What is expected. In the data below, find the line that contains "TARGET: green vegetation strip" and the line that contains "TARGET: bare soil patch". Copy both, plus every line between them, exactly.
▼
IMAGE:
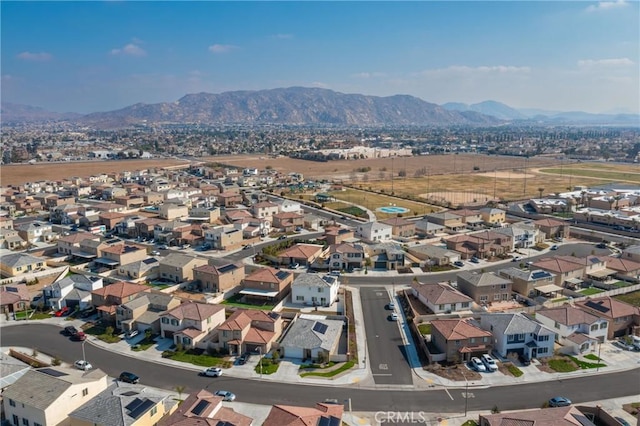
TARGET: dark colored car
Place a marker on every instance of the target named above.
(127, 377)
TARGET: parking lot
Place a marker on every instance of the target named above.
(385, 344)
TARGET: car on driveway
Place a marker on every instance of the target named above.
(489, 362)
(226, 395)
(477, 365)
(128, 377)
(559, 401)
(211, 372)
(82, 365)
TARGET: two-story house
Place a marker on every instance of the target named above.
(577, 330)
(219, 279)
(249, 330)
(143, 312)
(178, 267)
(46, 396)
(189, 323)
(520, 334)
(458, 340)
(484, 288)
(441, 298)
(266, 285)
(315, 290)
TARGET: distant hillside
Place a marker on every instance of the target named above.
(295, 105)
(10, 112)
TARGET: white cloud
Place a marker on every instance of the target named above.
(613, 62)
(130, 49)
(221, 48)
(606, 5)
(35, 57)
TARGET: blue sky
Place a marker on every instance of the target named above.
(97, 56)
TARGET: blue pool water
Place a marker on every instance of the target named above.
(392, 209)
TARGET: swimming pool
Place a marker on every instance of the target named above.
(392, 209)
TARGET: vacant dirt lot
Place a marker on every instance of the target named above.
(16, 174)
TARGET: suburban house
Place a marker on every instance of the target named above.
(451, 222)
(73, 291)
(578, 330)
(302, 254)
(459, 340)
(189, 323)
(376, 232)
(520, 334)
(219, 279)
(313, 337)
(107, 298)
(289, 415)
(266, 285)
(622, 317)
(441, 298)
(143, 312)
(530, 282)
(493, 217)
(59, 391)
(14, 264)
(401, 227)
(387, 255)
(178, 267)
(484, 288)
(204, 408)
(125, 405)
(345, 256)
(249, 330)
(434, 255)
(14, 298)
(552, 228)
(315, 290)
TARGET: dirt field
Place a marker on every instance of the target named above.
(16, 174)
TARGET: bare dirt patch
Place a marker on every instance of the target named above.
(16, 174)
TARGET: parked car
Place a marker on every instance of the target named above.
(211, 372)
(131, 333)
(70, 330)
(477, 365)
(489, 362)
(63, 312)
(79, 336)
(244, 358)
(127, 377)
(559, 401)
(83, 365)
(226, 395)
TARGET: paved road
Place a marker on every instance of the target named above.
(581, 389)
(384, 340)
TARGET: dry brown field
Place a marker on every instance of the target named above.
(16, 174)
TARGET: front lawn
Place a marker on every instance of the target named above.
(344, 367)
(267, 366)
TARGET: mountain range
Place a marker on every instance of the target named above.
(311, 106)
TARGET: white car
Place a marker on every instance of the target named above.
(82, 365)
(211, 372)
(489, 362)
(477, 365)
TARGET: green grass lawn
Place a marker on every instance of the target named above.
(268, 366)
(344, 367)
(562, 365)
(424, 328)
(590, 291)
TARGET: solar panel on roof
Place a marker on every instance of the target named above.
(319, 327)
(52, 372)
(282, 275)
(200, 407)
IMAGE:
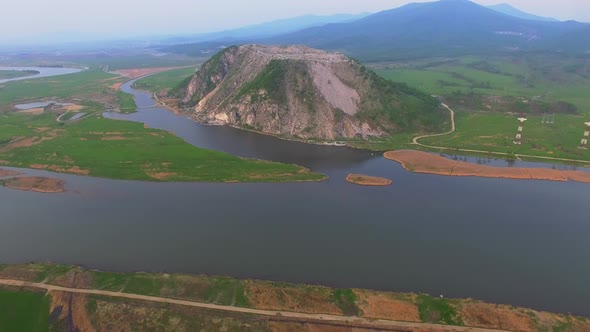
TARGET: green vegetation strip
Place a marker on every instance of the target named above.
(437, 310)
(126, 150)
(23, 311)
(8, 74)
(126, 102)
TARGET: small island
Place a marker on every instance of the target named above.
(35, 184)
(429, 163)
(365, 180)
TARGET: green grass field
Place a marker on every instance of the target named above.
(115, 149)
(8, 74)
(127, 150)
(496, 132)
(544, 77)
(23, 311)
(166, 81)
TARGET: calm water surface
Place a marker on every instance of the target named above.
(516, 242)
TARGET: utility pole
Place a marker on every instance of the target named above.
(518, 140)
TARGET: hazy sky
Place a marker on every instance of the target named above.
(22, 18)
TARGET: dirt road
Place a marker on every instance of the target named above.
(503, 154)
(343, 321)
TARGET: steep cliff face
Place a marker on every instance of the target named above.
(305, 93)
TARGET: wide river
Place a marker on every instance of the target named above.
(517, 242)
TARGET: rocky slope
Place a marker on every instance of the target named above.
(304, 93)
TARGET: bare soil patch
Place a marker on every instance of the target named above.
(160, 175)
(5, 173)
(116, 86)
(73, 170)
(73, 108)
(496, 317)
(291, 298)
(114, 138)
(36, 184)
(30, 141)
(366, 180)
(428, 163)
(139, 72)
(32, 111)
(386, 306)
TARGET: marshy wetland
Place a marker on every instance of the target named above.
(476, 237)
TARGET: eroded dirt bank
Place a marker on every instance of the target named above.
(423, 162)
(5, 173)
(366, 180)
(36, 184)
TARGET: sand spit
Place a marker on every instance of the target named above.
(36, 184)
(423, 162)
(365, 180)
(5, 173)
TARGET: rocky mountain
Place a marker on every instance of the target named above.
(299, 92)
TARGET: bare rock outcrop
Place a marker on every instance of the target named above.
(299, 92)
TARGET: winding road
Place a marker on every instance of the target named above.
(343, 321)
(503, 154)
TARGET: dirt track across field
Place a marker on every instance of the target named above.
(429, 163)
(343, 321)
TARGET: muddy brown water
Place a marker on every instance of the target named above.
(523, 243)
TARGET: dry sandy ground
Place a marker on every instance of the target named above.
(365, 180)
(36, 184)
(139, 72)
(5, 173)
(423, 162)
(334, 320)
(32, 111)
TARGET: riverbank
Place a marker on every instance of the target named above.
(366, 180)
(429, 163)
(35, 184)
(97, 296)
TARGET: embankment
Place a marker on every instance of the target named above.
(423, 162)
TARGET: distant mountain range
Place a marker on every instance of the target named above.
(442, 28)
(265, 30)
(510, 10)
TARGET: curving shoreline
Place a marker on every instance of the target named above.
(428, 163)
(366, 180)
(35, 184)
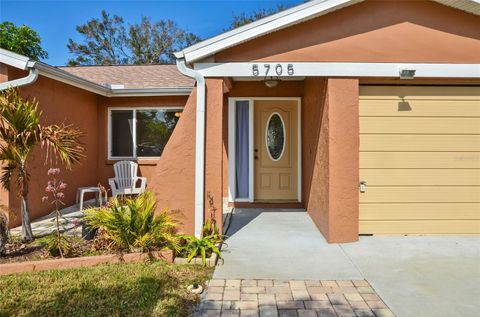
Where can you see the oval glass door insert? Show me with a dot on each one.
(275, 136)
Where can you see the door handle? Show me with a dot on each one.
(363, 186)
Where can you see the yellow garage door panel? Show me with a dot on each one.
(423, 211)
(420, 160)
(419, 108)
(423, 194)
(379, 142)
(416, 125)
(421, 227)
(420, 157)
(415, 177)
(419, 92)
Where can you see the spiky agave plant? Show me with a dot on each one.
(131, 224)
(20, 132)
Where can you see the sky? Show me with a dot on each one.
(55, 20)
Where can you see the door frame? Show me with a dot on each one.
(231, 146)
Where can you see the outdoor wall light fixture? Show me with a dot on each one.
(270, 83)
(406, 73)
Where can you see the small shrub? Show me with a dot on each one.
(57, 245)
(203, 247)
(55, 191)
(130, 224)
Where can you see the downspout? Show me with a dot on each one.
(27, 80)
(199, 144)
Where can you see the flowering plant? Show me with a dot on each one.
(55, 191)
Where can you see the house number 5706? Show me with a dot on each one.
(272, 70)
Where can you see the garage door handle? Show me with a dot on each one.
(363, 186)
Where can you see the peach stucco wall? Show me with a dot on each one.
(315, 160)
(330, 156)
(171, 177)
(372, 31)
(343, 140)
(214, 148)
(59, 103)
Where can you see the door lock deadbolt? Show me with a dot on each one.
(363, 186)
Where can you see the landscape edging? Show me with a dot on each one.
(84, 261)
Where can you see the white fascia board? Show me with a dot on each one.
(328, 69)
(15, 60)
(261, 27)
(145, 92)
(65, 77)
(275, 22)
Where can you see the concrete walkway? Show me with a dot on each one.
(415, 276)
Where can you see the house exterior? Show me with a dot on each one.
(364, 113)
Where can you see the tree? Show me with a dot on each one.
(22, 40)
(107, 41)
(20, 132)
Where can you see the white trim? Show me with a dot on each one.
(27, 80)
(231, 146)
(284, 136)
(232, 152)
(251, 167)
(299, 157)
(327, 69)
(284, 19)
(38, 68)
(261, 27)
(134, 131)
(199, 144)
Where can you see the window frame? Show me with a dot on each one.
(134, 131)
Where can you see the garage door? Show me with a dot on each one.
(420, 159)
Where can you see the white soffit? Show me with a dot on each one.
(284, 19)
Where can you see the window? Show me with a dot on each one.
(140, 132)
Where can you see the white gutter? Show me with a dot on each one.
(20, 62)
(29, 79)
(68, 78)
(199, 144)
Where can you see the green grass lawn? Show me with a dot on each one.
(147, 289)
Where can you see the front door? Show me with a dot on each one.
(276, 150)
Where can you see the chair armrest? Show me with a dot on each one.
(113, 185)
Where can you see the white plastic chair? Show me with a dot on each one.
(126, 179)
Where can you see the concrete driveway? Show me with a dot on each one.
(415, 276)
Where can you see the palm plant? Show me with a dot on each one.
(20, 132)
(131, 224)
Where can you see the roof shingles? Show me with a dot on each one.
(133, 76)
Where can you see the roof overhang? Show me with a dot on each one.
(284, 19)
(25, 63)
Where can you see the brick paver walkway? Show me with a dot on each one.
(272, 298)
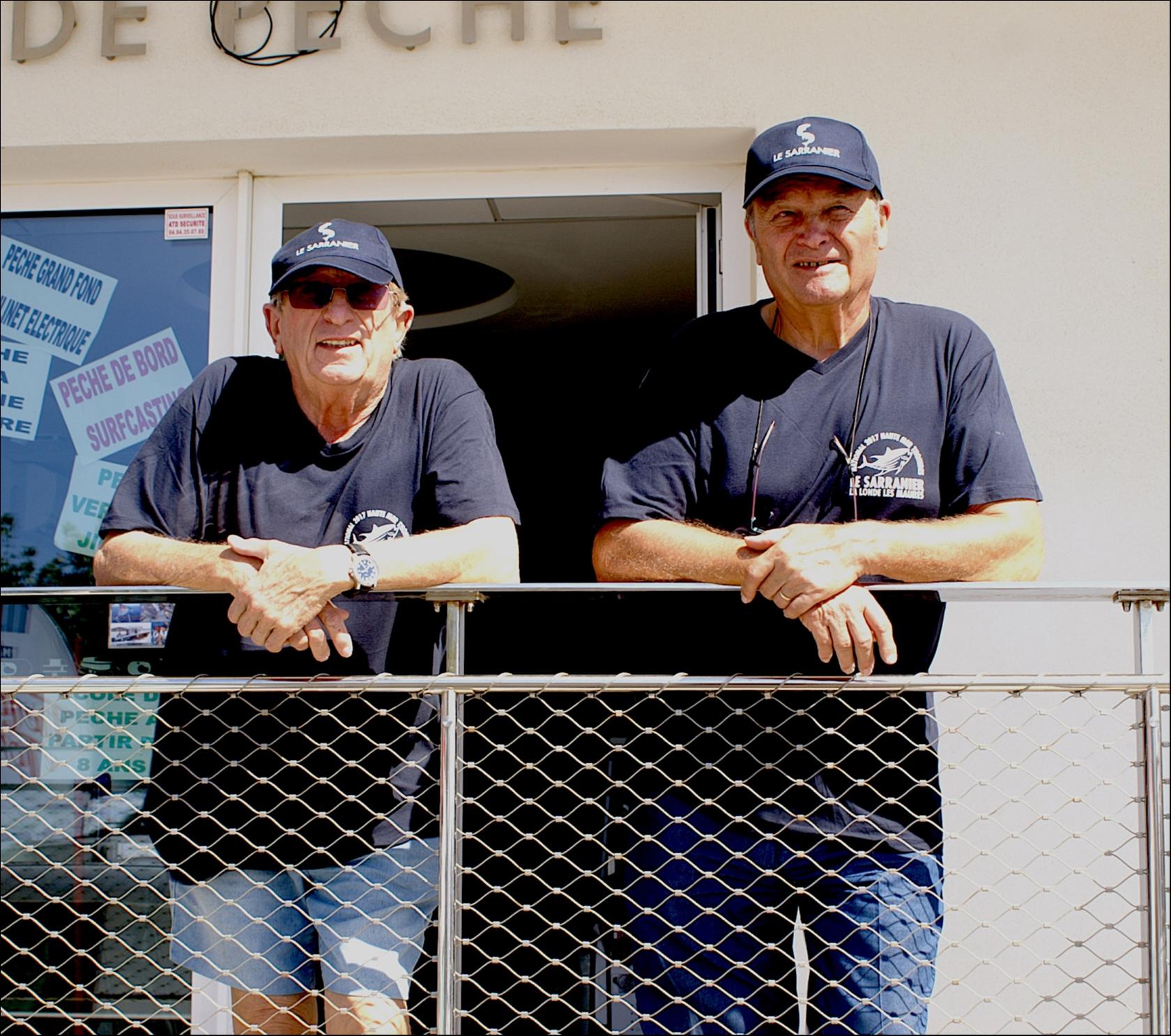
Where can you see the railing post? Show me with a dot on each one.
▲
Response box.
TARGET: green vegetation strip
Place a marker on every instance of the target named above.
(437, 310)
(126, 150)
(23, 311)
(8, 74)
(126, 102)
TARGET: small island
Place a marker on every instance of the target named above.
(35, 184)
(429, 163)
(365, 180)
TARGET: green grass field
Place a marker on every instance of the target named above.
(115, 149)
(8, 74)
(127, 150)
(496, 132)
(544, 77)
(23, 311)
(166, 81)
TARGET: calm water surface
Place a marker on every instance of the target named above.
(516, 242)
TARGET: utility pole
Place a marker on every instance of the target named above.
(518, 140)
TARGET: hazy sky
Place a marker on every instance of the target named above.
(22, 18)
TARGET: dirt road
Place a marker on every instance of the target named above.
(503, 154)
(343, 321)
TARGET: steep cliff face
Place a marker on every instance of the target named above.
(305, 93)
TARGET: wide river
Place a marker on every instance of the target named above.
(517, 242)
TARGET: rocky slope
Place a marker on every instance of the target named above.
(304, 93)
TARGET: bare soil patch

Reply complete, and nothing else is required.